EXERCISE. Render the part of the entries below that opens with the line containing "segment --target=bus passenger door" and runs through the last line as a Markdown table with the columns Row and Line. Number each row and leave out blank lines.

---------- STORED RECORDS ----------

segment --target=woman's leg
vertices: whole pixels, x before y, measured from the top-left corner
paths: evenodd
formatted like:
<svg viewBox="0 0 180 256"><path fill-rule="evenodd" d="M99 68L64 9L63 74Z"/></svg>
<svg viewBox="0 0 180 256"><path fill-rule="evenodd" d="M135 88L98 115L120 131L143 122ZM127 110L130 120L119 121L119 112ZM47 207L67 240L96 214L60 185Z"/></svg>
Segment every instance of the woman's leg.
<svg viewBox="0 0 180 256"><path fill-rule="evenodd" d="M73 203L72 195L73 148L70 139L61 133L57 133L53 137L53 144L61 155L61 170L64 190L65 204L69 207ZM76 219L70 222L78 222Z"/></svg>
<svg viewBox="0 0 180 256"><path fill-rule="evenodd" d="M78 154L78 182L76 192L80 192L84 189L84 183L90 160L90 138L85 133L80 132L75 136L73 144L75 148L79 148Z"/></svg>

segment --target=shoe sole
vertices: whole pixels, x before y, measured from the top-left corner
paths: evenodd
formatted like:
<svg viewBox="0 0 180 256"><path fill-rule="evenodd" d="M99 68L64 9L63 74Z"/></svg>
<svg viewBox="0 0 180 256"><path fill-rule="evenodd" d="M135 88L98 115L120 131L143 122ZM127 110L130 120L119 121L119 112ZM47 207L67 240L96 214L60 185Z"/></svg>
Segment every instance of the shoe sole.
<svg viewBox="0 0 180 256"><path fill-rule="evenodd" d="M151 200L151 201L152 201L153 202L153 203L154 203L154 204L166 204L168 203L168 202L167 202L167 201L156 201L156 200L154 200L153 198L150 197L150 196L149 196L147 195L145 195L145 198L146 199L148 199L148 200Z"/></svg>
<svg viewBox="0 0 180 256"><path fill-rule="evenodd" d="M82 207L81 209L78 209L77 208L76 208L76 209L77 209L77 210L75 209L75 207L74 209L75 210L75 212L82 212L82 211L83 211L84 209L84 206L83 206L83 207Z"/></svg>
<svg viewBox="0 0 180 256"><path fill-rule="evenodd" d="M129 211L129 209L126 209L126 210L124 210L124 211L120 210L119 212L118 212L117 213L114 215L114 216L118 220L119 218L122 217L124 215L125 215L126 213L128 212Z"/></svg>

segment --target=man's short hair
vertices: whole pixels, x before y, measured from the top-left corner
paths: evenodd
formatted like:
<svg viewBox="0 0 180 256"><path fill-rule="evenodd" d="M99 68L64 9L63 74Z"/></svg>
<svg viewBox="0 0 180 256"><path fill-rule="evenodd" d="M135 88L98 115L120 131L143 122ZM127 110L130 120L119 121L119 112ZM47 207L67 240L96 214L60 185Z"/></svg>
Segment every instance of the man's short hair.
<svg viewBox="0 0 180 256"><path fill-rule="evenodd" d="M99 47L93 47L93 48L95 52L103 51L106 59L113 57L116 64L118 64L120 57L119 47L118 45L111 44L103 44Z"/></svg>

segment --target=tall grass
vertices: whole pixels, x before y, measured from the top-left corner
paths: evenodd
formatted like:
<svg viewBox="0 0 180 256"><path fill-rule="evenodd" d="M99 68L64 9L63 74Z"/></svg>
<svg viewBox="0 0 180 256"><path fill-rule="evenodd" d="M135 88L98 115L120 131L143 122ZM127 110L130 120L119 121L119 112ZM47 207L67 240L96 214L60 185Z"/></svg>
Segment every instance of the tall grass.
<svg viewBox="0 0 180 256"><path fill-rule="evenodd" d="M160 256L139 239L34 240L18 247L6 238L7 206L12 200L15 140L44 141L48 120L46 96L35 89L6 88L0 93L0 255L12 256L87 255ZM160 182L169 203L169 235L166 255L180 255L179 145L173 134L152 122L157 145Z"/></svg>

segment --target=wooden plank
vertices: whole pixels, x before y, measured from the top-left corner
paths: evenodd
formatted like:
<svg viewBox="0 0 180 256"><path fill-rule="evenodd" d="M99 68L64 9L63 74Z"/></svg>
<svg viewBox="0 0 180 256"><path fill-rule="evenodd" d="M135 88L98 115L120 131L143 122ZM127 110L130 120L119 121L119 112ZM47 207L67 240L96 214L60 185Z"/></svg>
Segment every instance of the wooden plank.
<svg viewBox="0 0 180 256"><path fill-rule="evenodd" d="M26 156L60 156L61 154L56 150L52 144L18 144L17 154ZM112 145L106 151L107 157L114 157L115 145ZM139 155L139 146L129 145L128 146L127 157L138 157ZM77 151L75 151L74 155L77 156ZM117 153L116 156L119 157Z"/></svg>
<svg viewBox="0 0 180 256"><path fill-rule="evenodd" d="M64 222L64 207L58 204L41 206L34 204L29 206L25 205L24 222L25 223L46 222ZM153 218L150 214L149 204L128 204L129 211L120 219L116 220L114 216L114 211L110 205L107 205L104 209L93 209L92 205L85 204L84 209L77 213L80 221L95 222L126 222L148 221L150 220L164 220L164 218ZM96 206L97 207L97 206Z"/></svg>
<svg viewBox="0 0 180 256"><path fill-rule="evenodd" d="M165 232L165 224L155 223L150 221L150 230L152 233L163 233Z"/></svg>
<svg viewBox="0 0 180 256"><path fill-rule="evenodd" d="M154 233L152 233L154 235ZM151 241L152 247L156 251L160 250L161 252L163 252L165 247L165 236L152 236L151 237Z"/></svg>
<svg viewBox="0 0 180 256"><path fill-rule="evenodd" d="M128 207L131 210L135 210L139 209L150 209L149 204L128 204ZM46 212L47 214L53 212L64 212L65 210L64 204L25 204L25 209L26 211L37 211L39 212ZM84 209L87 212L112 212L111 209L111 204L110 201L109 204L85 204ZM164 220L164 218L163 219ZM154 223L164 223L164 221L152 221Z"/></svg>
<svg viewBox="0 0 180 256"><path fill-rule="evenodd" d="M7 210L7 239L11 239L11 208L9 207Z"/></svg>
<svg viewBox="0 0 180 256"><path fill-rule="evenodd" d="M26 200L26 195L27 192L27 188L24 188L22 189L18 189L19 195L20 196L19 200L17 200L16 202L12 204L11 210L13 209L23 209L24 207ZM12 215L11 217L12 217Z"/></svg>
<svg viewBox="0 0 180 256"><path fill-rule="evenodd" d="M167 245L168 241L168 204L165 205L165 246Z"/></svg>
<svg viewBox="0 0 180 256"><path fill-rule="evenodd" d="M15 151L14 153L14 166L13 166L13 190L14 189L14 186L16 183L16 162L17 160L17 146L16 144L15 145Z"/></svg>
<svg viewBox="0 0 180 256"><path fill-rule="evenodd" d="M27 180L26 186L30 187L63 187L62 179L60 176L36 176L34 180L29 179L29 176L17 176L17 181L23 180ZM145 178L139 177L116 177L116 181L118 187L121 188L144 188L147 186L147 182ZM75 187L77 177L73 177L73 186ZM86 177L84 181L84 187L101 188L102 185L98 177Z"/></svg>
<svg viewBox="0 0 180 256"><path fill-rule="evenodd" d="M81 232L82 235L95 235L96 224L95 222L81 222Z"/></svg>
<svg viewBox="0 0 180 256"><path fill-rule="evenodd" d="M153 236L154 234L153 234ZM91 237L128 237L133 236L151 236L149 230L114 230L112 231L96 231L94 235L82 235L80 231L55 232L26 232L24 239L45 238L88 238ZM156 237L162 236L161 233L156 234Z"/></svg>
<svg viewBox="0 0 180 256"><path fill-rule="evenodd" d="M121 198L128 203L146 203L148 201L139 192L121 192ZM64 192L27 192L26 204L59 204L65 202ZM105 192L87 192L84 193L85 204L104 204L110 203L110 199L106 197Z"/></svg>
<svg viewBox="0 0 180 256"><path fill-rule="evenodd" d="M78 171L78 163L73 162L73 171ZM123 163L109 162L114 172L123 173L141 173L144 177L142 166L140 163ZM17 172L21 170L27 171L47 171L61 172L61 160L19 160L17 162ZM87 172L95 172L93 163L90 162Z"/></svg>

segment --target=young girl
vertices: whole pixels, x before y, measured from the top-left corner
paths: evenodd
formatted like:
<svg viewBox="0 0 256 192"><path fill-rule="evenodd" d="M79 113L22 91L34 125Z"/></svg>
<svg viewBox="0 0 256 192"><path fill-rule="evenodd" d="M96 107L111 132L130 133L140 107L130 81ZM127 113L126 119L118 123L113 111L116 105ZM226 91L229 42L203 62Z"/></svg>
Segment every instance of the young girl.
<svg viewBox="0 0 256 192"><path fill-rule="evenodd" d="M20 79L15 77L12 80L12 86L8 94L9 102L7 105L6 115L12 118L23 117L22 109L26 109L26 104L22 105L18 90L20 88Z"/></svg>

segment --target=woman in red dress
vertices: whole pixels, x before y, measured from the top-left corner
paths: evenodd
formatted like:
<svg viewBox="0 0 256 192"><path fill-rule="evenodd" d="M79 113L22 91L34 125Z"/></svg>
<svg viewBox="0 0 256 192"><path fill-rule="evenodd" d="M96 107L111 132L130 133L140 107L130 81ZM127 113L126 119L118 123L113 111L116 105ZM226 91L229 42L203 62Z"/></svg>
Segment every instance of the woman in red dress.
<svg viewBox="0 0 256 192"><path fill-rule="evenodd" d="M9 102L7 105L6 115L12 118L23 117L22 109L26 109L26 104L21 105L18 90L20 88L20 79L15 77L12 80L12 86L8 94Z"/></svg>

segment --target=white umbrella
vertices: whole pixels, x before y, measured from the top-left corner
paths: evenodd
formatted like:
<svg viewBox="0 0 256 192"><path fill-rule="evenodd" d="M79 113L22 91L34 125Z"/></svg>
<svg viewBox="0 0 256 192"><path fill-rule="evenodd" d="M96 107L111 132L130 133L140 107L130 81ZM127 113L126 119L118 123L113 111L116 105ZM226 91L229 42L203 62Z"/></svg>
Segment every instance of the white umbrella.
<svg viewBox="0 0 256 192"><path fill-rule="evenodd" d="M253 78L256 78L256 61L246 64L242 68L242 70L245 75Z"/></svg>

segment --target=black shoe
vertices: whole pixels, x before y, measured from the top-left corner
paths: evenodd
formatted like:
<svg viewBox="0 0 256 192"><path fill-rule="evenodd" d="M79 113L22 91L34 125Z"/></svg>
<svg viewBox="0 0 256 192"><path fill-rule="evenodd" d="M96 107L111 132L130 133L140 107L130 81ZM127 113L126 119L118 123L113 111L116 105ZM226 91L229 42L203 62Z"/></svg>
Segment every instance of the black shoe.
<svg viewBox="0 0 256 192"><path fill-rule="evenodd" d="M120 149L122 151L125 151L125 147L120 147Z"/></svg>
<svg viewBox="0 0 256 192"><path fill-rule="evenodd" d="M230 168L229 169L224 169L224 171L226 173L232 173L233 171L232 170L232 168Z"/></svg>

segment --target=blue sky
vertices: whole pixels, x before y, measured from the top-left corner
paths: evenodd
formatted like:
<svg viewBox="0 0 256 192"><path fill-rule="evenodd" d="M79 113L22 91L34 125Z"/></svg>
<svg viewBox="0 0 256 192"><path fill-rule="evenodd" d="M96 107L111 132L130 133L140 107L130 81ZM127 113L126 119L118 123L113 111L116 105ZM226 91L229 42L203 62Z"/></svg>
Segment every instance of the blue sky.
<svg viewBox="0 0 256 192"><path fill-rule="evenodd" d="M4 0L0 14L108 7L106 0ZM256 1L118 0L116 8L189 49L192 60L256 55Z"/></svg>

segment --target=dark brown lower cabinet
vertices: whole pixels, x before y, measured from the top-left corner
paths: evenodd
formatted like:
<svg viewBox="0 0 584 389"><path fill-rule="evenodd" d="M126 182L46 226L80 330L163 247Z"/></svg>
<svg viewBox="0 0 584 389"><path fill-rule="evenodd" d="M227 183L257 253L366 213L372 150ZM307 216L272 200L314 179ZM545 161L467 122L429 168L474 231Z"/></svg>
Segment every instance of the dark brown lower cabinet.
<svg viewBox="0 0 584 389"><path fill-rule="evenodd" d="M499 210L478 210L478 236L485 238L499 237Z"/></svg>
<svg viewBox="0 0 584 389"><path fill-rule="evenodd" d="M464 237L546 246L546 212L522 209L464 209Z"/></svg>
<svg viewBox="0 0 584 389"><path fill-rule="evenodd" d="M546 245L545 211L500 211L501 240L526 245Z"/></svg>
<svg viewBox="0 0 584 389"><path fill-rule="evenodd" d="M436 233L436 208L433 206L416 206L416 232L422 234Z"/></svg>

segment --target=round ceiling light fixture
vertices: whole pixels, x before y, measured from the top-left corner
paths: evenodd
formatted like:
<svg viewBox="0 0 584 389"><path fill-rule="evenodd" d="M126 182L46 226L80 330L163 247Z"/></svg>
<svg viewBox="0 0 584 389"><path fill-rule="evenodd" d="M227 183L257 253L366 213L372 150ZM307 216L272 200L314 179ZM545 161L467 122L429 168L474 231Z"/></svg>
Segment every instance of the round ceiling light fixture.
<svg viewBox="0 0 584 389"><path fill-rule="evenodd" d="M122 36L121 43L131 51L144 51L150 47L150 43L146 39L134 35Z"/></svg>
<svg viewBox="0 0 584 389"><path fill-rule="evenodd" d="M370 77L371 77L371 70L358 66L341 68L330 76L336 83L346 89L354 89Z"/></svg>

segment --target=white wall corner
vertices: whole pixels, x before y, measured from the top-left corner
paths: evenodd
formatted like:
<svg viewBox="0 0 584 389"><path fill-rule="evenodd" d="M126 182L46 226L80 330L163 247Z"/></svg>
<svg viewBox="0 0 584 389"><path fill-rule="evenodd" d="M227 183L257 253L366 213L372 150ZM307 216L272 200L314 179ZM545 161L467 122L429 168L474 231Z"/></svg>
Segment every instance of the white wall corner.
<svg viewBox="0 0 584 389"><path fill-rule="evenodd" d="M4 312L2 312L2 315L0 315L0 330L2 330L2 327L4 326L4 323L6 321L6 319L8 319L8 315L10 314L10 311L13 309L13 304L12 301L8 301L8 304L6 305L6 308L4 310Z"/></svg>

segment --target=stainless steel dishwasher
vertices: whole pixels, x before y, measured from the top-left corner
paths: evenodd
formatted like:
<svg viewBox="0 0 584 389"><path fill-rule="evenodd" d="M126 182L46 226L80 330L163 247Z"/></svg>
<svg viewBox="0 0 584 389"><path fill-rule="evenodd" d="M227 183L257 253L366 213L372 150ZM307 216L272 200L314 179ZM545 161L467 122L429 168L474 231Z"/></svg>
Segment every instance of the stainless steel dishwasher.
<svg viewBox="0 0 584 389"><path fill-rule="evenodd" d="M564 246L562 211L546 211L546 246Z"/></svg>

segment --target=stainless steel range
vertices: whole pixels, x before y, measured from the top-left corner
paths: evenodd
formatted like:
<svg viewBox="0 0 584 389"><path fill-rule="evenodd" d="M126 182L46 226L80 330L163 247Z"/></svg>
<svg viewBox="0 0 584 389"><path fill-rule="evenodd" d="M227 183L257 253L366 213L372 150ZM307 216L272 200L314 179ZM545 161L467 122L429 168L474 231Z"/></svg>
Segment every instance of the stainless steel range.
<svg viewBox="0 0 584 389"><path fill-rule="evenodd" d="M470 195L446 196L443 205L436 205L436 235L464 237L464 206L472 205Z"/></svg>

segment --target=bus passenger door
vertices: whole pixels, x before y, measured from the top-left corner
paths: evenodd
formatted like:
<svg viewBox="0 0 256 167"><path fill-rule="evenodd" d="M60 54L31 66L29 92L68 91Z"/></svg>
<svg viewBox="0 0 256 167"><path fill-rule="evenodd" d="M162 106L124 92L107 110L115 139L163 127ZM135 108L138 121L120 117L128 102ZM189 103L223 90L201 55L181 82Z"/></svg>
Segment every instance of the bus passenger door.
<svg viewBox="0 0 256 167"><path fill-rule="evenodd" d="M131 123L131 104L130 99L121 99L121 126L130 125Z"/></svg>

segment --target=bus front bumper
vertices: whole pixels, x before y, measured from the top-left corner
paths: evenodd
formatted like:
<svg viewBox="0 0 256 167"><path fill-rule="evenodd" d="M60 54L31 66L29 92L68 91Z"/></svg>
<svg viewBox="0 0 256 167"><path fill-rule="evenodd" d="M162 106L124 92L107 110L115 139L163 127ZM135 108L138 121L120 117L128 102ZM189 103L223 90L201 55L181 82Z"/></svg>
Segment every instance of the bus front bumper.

----------

WRITTEN ANSWER.
| Row | Line |
|---|---|
| 1 | segment --target=bus passenger door |
| 2 | vertices: whole pixels, x before y, measured from the top-left corner |
| 3 | paths: evenodd |
| 4 | formatted like: |
| 5 | <svg viewBox="0 0 256 167"><path fill-rule="evenodd" d="M60 54L31 66L29 92L68 91Z"/></svg> |
| 6 | <svg viewBox="0 0 256 167"><path fill-rule="evenodd" d="M162 106L124 92L107 110L115 139L163 127ZM135 108L138 121L120 117L128 102ZM189 103L223 90L201 55L181 82Z"/></svg> |
| 7 | Segment every instance of the bus passenger door. |
| 8 | <svg viewBox="0 0 256 167"><path fill-rule="evenodd" d="M131 123L131 104L130 99L121 99L121 126L130 125Z"/></svg> |
| 9 | segment --target=bus front bumper |
| 10 | vertices: whole pixels, x before y, measured from the top-left corner |
| 11 | paths: evenodd |
| 12 | formatted like: |
| 13 | <svg viewBox="0 0 256 167"><path fill-rule="evenodd" d="M60 54L31 66L29 92L68 91Z"/></svg> |
| 14 | <svg viewBox="0 0 256 167"><path fill-rule="evenodd" d="M162 106L124 92L107 110L115 139L163 127ZM135 108L138 121L120 117L128 102ZM189 103L223 90L201 55L181 82Z"/></svg> |
| 15 | Segment every instance of the bus front bumper. |